--- begin Source ---

Looks like your coming along quite well there. What will you be doing with the floors? Are they hardwood flooring that is down now? Refinish? Or new floor?
"No amount of belief makes something a fact." James Randi

1 Thessalonians 5:21

2020 Polaris Ranger 570 to forward firewood, Husqvarna 555 XT Pro, Stihl FS560 clearing saw and continuously thinning my ground, on the side. Grow them trees. (((o)))

Ole CB

Swamp Donkey.

  She is having the 104 year old floor refinished by another contractor. The living room of this house was nearly destroyed by a fire last year. When they replaced the lathe and plaster on one of the walls there was a name and 1906 written inside. The floor is in reasonably good shape even tho. There are some huge gaps in it.

I had just contracted to make the base board, door and window trim to be as close as possible to the original woodwork. After I had finished that she asked me to build the bookcase and mantle, then the bench seat.

--- end Source ---
--- begin Records supplied ---

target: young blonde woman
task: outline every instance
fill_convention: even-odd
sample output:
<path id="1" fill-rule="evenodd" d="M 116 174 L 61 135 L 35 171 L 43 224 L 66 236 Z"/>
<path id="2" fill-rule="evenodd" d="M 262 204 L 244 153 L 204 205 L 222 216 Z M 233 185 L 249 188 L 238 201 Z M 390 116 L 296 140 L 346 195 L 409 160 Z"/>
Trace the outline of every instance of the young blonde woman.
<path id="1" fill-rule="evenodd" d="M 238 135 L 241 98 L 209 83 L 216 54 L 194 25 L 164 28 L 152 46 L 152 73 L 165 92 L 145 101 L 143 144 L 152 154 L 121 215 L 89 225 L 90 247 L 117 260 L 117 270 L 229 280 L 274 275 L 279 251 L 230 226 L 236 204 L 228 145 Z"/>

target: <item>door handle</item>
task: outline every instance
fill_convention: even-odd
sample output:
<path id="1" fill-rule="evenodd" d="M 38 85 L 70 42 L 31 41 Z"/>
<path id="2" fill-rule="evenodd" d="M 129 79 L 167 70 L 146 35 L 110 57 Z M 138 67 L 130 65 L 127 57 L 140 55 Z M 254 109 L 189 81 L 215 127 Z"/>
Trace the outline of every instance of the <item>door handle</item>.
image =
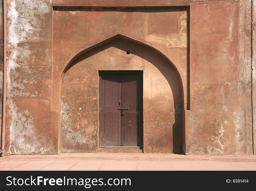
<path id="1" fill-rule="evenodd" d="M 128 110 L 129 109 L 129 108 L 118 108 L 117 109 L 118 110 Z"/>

--- end Records supplied ---

> _Directions_
1) Extract the passage of the forum post starting with "1 Thessalonians 5:21" and going on through "gaps in it.".
2) Copy the lines of the entries starting with the line with "target: <item>door handle</item>" and going on through the final line of the entries, both included, and omit the pictures.

> _Solved tasks_
1)
1 Thessalonians 5:21

2020 Polaris Ranger 570 to forward firewood, Husqvarna 555 XT Pro, Stihl FS560 clearing saw and continuously thinning my ground, on the side. Grow them trees. (((o)))

Ole CB

Swamp Donkey.

  She is having the 104 year old floor refinished by another contractor. The living room of this house was nearly destroyed by a fire last year. When they replaced the lathe and plaster on one of the walls there was a name and 1906 written inside. The floor is in reasonably good shape even tho. There are some huge gaps in it.

2)
target: <item>door handle</item>
task: outline every instance
fill_convention: even-odd
sample output:
<path id="1" fill-rule="evenodd" d="M 38 85 L 70 42 L 31 41 Z"/>
<path id="2" fill-rule="evenodd" d="M 129 79 L 167 70 L 146 35 L 110 57 Z M 138 67 L 130 65 L 127 57 L 140 55 Z M 254 109 L 189 81 L 215 127 Z"/>
Trace the outline of every instance of the <item>door handle</item>.
image =
<path id="1" fill-rule="evenodd" d="M 128 110 L 129 109 L 129 108 L 118 108 L 117 109 L 118 110 Z"/>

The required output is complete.